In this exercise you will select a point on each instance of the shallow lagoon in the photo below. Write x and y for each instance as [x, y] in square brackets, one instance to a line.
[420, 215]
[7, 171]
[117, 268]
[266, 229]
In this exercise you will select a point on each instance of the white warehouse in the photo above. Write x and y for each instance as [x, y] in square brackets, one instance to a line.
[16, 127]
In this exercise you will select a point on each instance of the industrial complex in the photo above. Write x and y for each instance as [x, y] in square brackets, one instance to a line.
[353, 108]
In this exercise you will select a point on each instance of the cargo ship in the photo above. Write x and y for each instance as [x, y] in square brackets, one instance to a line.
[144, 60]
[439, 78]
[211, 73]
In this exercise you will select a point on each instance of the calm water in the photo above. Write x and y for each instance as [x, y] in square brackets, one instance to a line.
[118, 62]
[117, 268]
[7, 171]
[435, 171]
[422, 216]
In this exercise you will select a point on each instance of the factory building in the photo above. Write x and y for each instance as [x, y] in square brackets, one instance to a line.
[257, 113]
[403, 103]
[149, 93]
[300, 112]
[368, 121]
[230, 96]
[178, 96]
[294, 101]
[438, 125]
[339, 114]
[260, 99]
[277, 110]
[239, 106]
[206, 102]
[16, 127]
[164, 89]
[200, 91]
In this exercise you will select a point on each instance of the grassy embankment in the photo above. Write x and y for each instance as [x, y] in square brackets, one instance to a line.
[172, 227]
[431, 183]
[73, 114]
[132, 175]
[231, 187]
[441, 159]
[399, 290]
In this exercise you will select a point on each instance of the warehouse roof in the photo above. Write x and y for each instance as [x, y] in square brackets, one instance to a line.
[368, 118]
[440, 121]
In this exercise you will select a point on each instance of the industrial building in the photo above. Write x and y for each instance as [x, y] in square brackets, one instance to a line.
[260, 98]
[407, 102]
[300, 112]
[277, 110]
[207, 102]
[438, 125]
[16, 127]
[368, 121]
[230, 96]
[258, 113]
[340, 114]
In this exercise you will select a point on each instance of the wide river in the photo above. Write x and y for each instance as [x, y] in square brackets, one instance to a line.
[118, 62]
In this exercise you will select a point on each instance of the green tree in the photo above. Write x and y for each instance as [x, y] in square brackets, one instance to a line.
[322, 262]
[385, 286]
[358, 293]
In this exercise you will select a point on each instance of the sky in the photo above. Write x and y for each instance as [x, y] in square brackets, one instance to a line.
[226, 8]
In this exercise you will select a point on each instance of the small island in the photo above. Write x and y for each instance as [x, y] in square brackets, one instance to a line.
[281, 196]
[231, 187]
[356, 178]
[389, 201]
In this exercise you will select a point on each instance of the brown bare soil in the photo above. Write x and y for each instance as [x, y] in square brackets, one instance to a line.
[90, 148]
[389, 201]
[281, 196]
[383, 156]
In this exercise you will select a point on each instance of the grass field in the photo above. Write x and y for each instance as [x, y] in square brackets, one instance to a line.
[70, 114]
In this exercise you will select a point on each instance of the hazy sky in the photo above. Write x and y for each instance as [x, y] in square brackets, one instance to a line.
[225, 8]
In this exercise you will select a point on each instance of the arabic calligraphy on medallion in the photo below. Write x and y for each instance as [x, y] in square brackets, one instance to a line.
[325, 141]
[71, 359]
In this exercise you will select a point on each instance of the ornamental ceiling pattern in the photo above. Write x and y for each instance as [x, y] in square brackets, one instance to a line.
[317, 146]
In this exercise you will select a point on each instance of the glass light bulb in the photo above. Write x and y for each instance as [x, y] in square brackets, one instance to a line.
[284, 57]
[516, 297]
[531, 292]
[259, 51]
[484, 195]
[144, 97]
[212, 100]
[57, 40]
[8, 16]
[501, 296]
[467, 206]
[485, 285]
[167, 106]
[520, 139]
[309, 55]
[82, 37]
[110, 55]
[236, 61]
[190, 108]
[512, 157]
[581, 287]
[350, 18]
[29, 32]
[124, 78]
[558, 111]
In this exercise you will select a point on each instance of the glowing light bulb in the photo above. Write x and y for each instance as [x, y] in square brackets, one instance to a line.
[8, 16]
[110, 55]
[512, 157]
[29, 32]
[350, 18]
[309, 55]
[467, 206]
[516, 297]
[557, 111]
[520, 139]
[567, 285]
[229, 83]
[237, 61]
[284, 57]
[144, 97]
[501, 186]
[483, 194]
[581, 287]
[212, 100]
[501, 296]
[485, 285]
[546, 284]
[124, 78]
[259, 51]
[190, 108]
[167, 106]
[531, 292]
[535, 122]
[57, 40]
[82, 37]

**ABOUT THIS EXERCISE**
All the records above need to be set down again exactly as they were given.

**ANSWER SECTION**
In this exercise you will select a point on each instance of the shallow lagoon in the photo below. Write x and y for each instance as [x, y] in square brackets, one instance to a line.
[420, 215]
[7, 171]
[117, 268]
[266, 229]
In this exercise you will select a point on each instance of the white warehouse in the photo above. Write x and y for each instance as [x, y] in square brackets, one instance to a line.
[16, 127]
In this exercise you will select a point on each instance of the industrial complex in the photo above. Write x and y for each instance as [x, y] in square brackets, one instance to a line.
[353, 108]
In this exercise you will select a point on each instance of the cargo ship in the photo above. Write x and y for each instance as [x, y] in square brackets, one instance to a line.
[144, 60]
[439, 78]
[211, 73]
In this exercise you will select a point on each instance of the calm water in the photo above. Write x and y for each instance as [x, y] in square brackets, one instance to a line.
[118, 62]
[117, 268]
[7, 171]
[435, 171]
[422, 216]
In this exercise you will select a point on each instance of the factory building in the photo above. Write x and y for each instance as [x, y] in square brackets, one instance to a line.
[257, 113]
[403, 103]
[149, 93]
[300, 112]
[368, 121]
[230, 96]
[178, 96]
[294, 101]
[438, 125]
[339, 114]
[260, 99]
[277, 110]
[239, 106]
[206, 102]
[16, 127]
[164, 89]
[200, 91]
In this exercise you will select a point on each instance of the grassy embankment in the photo above. Write x and y for each instance as [x, y] in square brackets, one instance to a line.
[172, 227]
[431, 183]
[73, 114]
[132, 175]
[231, 187]
[441, 159]
[399, 290]
In this exercise you will select a point on each instance of the warehouse roof in the photo above. Write x and y for each instance as [x, y] in square brackets, one instance to a line.
[368, 118]
[440, 121]
In this exercise you will select a point on each instance of the industrial building in the photo above. Write x and y for each instance as [x, y] in square brackets, one instance to a line.
[260, 98]
[407, 102]
[300, 112]
[277, 110]
[207, 102]
[438, 125]
[16, 127]
[368, 121]
[230, 96]
[258, 113]
[340, 114]
In this exercise you will select a point on each instance of the wide river in the photo above. Write x and y for each instance as [x, y] in square brackets, one instance to a line.
[118, 62]
In this exercise you will select a point on each instance of the green tree in the photo above. Write x and y for each instance as [x, y] in square brackets, one instance to a line.
[322, 262]
[385, 286]
[358, 293]
In this exercise you will select a point on each instance of the sky in the photo above. Write x and y for each instance as [x, y] in square brackets, one instance to a line.
[226, 8]
In this exercise you will select a point on each instance of the small island in the photo above. Write x and y for each instance as [x, y] in square brackets, one instance to a line.
[281, 196]
[231, 187]
[356, 178]
[389, 201]
In this exercise you will select a point on each instance of the brown bare soil in the photo above. Write x and y for each instance as [x, y] in square brackets, one instance to a line.
[90, 148]
[389, 201]
[281, 196]
[383, 156]
In this exercise you will select a point on each instance of the grass field in the photo above. Write x and y for each instance as [x, y] in square brackets, one instance to a line.
[70, 114]
In this exercise you will select a point on each instance of the hazy sky in the photo above. Write x and y for each instance as [x, y] in square brackets, one instance to a line.
[225, 8]
In this exercise you will select a point on each instance of the arabic calligraphy on medallion in the photo below. Write x and y for each instance as [x, y] in square brackets, one instance to a line.
[325, 141]
[71, 359]
In this exercise you will select a point on each instance of the ornamental ceiling pattern in the photo above. Write x and y for each instance as [x, y] in square brackets, one instance to a line.
[317, 146]
In this exercise you will select a point on each instance of the glass light bulb in the photo above. Write x and y for each instance as [x, y] in square brackets, one instance to a line.
[284, 57]
[516, 297]
[531, 292]
[259, 51]
[484, 195]
[144, 97]
[212, 100]
[57, 40]
[8, 16]
[501, 296]
[467, 206]
[485, 285]
[167, 106]
[520, 139]
[309, 55]
[82, 37]
[110, 55]
[236, 61]
[190, 108]
[512, 157]
[581, 287]
[350, 18]
[29, 32]
[124, 78]
[558, 111]
In this exercise you will select a point on each instance of the glowing light bulb in the photo above. Write x and y for each instance as [x, y] in square brackets, one instance to a line.
[8, 16]
[110, 55]
[512, 157]
[29, 32]
[350, 18]
[309, 55]
[467, 206]
[516, 297]
[557, 111]
[520, 139]
[567, 285]
[229, 83]
[237, 61]
[284, 57]
[144, 97]
[501, 186]
[483, 194]
[581, 287]
[212, 100]
[501, 296]
[485, 285]
[546, 284]
[124, 78]
[259, 51]
[190, 108]
[167, 106]
[531, 292]
[535, 122]
[57, 40]
[82, 37]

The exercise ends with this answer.